Copy out the data word for word, without any of its pictures.
Data listing below:
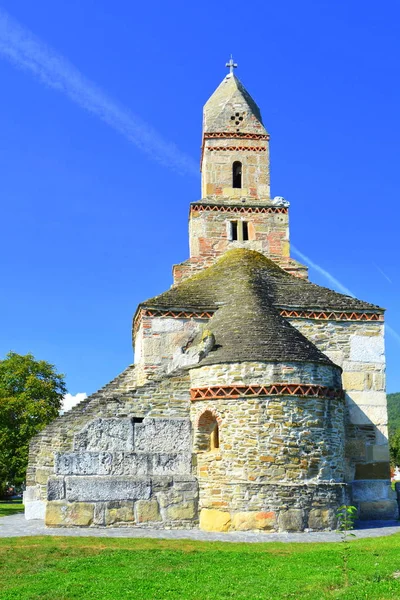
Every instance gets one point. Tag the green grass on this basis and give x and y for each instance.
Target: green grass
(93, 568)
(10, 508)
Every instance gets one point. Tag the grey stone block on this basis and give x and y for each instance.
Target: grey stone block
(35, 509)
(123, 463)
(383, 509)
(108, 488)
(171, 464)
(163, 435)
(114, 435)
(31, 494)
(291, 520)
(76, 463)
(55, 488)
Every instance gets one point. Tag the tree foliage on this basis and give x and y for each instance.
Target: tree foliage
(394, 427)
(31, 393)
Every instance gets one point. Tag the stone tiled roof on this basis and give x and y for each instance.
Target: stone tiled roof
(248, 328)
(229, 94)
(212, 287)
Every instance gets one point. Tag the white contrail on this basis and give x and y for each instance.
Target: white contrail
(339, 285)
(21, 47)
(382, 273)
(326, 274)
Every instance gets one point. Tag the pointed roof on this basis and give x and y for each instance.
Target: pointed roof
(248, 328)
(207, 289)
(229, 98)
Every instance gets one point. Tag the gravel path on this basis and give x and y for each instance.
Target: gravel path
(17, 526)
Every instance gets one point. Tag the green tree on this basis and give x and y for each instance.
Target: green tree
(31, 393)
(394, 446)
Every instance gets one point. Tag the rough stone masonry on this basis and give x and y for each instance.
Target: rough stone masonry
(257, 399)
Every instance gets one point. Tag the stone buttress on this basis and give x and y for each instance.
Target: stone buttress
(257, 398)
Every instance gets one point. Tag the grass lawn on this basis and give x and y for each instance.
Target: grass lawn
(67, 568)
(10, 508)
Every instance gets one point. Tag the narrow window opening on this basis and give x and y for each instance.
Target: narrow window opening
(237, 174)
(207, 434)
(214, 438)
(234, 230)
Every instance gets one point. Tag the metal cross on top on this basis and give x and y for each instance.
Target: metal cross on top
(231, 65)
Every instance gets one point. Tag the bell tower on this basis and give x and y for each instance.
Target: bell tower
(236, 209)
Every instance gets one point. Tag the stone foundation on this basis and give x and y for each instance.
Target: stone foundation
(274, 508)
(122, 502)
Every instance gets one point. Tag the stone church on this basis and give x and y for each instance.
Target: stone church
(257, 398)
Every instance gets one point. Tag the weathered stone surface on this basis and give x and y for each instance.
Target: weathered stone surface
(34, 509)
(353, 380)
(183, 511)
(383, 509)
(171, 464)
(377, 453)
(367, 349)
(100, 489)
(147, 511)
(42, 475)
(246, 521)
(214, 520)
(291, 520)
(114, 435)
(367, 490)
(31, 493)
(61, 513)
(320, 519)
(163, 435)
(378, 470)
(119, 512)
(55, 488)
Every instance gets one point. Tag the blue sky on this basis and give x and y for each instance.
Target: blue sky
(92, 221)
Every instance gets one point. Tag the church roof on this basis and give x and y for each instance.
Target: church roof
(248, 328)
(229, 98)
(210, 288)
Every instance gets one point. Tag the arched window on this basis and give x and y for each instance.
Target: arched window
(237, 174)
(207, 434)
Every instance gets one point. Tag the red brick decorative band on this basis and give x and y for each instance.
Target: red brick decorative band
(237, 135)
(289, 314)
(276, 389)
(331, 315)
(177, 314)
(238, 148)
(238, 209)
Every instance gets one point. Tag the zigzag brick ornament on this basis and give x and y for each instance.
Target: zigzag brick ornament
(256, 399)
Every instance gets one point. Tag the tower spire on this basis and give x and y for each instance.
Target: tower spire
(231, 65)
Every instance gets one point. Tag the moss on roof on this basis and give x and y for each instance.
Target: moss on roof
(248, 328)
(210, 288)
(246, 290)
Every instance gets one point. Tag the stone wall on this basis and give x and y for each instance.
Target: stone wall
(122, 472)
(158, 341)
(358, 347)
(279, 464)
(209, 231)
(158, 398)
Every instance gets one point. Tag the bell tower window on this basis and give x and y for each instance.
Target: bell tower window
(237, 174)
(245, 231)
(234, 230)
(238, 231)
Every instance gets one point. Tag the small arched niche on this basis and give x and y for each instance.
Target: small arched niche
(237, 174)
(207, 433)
End of Data listing.
_Solved exercise_
Every instance gets one point. Tag the green grass on this basis and give x and y for each instance.
Target: green grass
(93, 568)
(10, 508)
Every instance gets one point. Tag the grey stone block on this basis and give x and y for each instance.
Target: grey stone block
(35, 509)
(123, 463)
(383, 509)
(108, 488)
(171, 464)
(163, 435)
(114, 435)
(31, 494)
(291, 520)
(76, 463)
(55, 488)
Every instance gets one point. Tag the tree foliage on this basis and give x and y for each instance.
Target: tree foliage
(394, 427)
(31, 393)
Every instance gets one point. Tag the stone tiled roof on this basis and give x and y for each instance.
Target: stone tiled roof
(248, 328)
(229, 94)
(212, 287)
Every instance gets one point. Tag the white contrail on this basis and give x and y for each instance.
Target: white contrail
(339, 285)
(21, 47)
(382, 273)
(326, 274)
Every instance gets one point. Tag the pointed roof on this basis and give x and y for each instance.
Target: pointed roof
(248, 328)
(207, 289)
(229, 98)
Every instance gets one point. Tag the gravel path on this basis and give x and y for each instance.
Target: gravel path
(17, 526)
Every instance gets one point. Tag the green tree on this basis and give x and y for each instance.
Target: green tree
(31, 393)
(394, 446)
Every instance gets one point. Tag the rough stone masonry on this basis and give x and y for each instance.
Target: rough stone masonry
(257, 399)
Every instance gets one point. Tag the stone buttress on this basis and give x and y for each instance.
Target: stone buttress
(257, 398)
Every instance gets one point. Tag the grass lawn on this basis and give x and y for each instance.
Target: grass lawn
(67, 568)
(10, 508)
Every instance gets one point. Tag the narrow window opening on this basis and give x and y for each instance.
Target: narrow window opening
(237, 174)
(207, 434)
(214, 438)
(234, 230)
Every instance gets one point. Tag the metal cross on top on this basis and give x and y for each instance.
Target: metal cross on top
(231, 65)
Every instance gets one point. Tag the bell tower on this basis and give x and y for each instance.
Target: bell tower
(236, 209)
Every instance gets one point. Tag the stone foundation on this basis and give x and y for each instance.
Target: stone foundation
(274, 508)
(122, 502)
Every instance gets one point. Tag the stone church on this basis and give x and y for each instance.
Target: stone church
(257, 398)
Every instance gets one point. Tag the weathered stone surface on this basis and give x and y for each instance.
Target: weathered stone surface
(34, 509)
(353, 380)
(183, 511)
(383, 509)
(171, 464)
(377, 453)
(367, 349)
(100, 489)
(147, 511)
(42, 475)
(246, 521)
(214, 520)
(291, 520)
(114, 435)
(367, 490)
(31, 493)
(61, 513)
(320, 519)
(163, 435)
(378, 470)
(119, 512)
(55, 488)
Every instance gets one point. Tag the blue sky on this basis and give x and y for each instance.
Target: blue sky
(92, 221)
Every instance gets one point. Tag the church roof on this basis and give x and y for each instance.
Target: church roof
(248, 328)
(229, 98)
(210, 288)
Every instance gets one point. Tag the arched window on this basis and give x and y for each instance.
Target: arched window
(237, 174)
(207, 434)
Every instance gets one point. Tag the red brick decorative band on this basis and give x and y for each instance.
Target: red brick decorative band
(237, 135)
(289, 314)
(276, 389)
(331, 315)
(177, 314)
(238, 148)
(238, 209)
Every instance gets one point. Tag the zigzag brick ornament on this basis and give x and y for each instance.
Target: zigzag brick ornament
(256, 399)
Every instance gets one point. Tag the tower spire on this basis and give x and y for each instance.
Target: tower spire
(231, 65)
Every instance gets one point. Tag the moss on roof on this basis and give x and y for each instance.
Target: moss on roof
(248, 328)
(210, 288)
(246, 290)
Every instance gets one point. Tag the stone wall on this basis and give x and y for each instance.
Target: stone wall
(122, 472)
(158, 341)
(358, 347)
(279, 464)
(209, 231)
(158, 398)
Every instance gets one point. Tag the bell tower window on this basis and give x and y for each instance.
Target: bell tower window
(237, 174)
(245, 231)
(234, 230)
(238, 231)
Every instance gets one point. Tag the small arched niche on this basis and give x and y for each instance.
Target: small arched niche
(237, 174)
(207, 433)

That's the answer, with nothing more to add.